Document section:

1

I have a data set that has one column company, I will do regression modelling for this dataset.

Should I convert it using model.matrix or just assign values from 1-28 in one column.

What is the relevance of converting it to 28 columns when lm function can deal with it?

marc_s
  • 732,580
  • 175
  • 1,330
  • 1,459
Ankit Katiyar
  • 2,631
  • 2
  • 20
  • 30
  • 1
    `lm` will perform that exact conversion under the hood. A potential advantage of converting prior to regressing would be if you were running many regressions on the same data. Performing the conversion once could speed up the process. Usually, it is better to rely on `lm`. – lmo Jul 22 '17 at 12:03

1 Answers1

1

Should I convert it using model.matrix or just assign values from 1-28 in one column?

You should do neither:

  • If you assign values from 1 to 28 in one column, it would be like saying that company 28 has 28 times the weight of company 1, whereas all the companies would need to have the same weight in your analysis (assuming these are company names that do not have an ordinal relationship).

Saved entries

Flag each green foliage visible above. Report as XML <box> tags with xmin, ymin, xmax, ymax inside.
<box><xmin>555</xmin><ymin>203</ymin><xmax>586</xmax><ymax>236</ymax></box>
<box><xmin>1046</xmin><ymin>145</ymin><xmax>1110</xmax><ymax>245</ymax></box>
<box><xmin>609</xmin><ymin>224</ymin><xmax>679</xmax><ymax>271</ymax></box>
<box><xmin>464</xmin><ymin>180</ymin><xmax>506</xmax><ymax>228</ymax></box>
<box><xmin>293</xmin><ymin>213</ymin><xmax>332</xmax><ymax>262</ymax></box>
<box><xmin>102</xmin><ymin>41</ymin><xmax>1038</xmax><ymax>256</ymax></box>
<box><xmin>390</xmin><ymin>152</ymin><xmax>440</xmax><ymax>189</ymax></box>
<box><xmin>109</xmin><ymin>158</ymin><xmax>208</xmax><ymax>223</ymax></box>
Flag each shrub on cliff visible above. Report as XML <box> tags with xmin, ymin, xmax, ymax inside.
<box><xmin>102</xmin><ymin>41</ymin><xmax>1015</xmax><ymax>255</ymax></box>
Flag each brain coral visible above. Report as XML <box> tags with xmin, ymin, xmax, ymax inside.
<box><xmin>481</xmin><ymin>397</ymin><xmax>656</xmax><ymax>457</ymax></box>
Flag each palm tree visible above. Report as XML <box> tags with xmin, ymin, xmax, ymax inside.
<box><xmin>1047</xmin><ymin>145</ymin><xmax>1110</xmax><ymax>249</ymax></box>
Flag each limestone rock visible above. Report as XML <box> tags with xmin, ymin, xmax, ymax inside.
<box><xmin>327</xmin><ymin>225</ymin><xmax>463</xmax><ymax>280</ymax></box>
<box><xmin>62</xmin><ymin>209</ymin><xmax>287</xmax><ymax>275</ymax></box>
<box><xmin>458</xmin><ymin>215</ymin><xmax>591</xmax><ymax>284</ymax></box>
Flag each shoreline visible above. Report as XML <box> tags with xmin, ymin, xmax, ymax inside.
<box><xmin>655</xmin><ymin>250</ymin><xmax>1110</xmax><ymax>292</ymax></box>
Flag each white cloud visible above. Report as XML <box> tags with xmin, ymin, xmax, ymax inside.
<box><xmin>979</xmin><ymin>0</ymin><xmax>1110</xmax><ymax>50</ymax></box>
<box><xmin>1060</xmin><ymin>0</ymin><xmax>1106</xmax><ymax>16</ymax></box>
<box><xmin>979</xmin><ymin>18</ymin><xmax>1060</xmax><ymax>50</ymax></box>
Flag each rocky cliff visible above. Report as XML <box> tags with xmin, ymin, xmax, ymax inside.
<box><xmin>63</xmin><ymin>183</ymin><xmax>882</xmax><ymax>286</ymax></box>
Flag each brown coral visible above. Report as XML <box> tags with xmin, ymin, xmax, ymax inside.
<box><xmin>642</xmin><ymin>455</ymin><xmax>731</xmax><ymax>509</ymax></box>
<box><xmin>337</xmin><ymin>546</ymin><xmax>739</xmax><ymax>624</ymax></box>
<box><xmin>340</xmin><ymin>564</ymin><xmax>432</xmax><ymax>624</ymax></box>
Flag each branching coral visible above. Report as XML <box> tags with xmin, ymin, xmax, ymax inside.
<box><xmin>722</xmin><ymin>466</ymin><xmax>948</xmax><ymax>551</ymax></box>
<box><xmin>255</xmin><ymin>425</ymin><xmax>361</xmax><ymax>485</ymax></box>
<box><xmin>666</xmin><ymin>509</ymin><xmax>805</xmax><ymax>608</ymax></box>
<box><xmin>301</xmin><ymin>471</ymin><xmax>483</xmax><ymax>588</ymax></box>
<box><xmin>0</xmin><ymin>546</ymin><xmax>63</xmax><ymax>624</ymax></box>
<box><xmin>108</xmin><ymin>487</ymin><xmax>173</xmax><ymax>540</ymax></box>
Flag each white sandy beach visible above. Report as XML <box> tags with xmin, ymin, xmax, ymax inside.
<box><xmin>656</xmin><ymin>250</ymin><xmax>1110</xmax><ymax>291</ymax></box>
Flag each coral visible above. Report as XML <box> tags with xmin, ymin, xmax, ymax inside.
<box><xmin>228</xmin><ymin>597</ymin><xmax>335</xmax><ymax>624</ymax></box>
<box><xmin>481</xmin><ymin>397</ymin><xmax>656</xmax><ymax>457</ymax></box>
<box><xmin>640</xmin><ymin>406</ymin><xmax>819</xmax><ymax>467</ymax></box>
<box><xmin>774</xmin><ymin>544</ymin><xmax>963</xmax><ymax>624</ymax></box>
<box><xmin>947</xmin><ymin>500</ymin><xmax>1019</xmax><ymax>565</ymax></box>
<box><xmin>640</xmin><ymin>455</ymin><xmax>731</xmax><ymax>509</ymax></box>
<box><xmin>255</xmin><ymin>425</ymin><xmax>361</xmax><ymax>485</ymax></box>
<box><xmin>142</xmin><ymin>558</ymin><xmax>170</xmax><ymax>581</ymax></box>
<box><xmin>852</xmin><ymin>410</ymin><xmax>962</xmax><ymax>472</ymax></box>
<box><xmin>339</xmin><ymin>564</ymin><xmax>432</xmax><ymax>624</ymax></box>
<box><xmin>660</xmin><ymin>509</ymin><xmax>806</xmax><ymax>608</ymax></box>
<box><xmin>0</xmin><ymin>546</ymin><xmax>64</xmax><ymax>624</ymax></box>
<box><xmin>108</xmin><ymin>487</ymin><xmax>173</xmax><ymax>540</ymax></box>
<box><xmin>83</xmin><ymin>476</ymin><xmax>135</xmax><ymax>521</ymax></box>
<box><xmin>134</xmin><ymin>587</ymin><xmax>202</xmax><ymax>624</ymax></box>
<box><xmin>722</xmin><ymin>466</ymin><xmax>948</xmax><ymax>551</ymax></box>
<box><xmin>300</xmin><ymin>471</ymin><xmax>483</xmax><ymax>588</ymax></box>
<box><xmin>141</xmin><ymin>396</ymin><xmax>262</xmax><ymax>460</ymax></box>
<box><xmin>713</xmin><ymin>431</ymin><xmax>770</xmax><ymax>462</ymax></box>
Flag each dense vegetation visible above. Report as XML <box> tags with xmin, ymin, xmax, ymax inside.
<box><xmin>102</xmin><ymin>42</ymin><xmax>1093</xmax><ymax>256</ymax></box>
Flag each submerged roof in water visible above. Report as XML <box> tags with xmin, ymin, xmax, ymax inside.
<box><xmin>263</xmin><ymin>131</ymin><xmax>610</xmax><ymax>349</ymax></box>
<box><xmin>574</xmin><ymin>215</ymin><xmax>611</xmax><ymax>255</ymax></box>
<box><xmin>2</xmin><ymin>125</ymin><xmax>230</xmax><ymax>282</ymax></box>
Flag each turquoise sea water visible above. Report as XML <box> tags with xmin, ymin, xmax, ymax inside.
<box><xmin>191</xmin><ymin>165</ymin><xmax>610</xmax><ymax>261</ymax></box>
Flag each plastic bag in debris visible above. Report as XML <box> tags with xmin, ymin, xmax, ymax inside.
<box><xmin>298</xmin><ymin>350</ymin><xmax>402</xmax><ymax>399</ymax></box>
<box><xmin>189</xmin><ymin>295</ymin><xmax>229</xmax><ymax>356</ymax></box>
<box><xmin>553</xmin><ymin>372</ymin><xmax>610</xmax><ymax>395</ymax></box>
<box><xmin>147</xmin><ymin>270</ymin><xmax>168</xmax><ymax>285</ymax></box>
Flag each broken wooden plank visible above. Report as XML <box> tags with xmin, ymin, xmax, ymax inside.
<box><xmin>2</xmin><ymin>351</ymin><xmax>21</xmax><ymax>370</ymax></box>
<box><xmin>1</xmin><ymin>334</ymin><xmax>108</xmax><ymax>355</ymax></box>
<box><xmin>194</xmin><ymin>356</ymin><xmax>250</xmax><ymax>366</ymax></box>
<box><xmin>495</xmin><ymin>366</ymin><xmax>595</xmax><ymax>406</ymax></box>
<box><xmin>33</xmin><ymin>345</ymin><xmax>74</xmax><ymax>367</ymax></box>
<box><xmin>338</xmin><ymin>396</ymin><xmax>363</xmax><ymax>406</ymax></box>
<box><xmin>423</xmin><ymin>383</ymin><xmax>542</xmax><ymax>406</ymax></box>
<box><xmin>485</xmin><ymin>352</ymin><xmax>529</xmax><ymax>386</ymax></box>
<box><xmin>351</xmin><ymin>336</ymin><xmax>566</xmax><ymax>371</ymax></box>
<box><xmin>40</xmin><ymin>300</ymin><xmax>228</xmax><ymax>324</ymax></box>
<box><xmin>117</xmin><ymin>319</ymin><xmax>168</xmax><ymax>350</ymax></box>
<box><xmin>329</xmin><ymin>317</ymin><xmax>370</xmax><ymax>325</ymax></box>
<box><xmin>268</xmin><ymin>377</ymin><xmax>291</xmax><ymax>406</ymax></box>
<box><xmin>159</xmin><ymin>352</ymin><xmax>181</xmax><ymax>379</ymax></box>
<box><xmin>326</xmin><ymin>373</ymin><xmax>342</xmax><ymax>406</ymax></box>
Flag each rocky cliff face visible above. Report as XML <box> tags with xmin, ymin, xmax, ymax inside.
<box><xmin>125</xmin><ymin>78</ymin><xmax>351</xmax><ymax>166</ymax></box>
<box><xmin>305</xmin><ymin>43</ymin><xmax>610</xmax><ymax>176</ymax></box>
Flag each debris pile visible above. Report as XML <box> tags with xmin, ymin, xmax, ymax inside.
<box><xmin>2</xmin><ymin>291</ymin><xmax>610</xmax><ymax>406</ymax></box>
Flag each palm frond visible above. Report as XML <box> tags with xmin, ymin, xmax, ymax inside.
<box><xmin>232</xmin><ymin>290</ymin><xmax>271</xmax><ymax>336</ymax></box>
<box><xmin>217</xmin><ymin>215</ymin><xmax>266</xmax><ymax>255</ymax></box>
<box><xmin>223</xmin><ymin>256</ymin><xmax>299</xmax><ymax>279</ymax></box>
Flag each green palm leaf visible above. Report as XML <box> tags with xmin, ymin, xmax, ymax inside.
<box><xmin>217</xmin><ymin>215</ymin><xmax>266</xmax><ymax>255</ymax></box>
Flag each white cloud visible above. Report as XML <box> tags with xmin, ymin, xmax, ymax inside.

Requests:
a) In the forum thread, what potential advantage is given for converting the data before running the regression?
b) Please write out the forum thread word for word, from "I have a data" up to and including "in one column.".

Expected answers:
a) If many regressions are run on the same data, doing the conversion once could speed up the process.

b)
I have a data set that has one column company, I will do regression modelling for this dataset.

Should I convert it using model.matrix or just assign values from 1-28 in one column.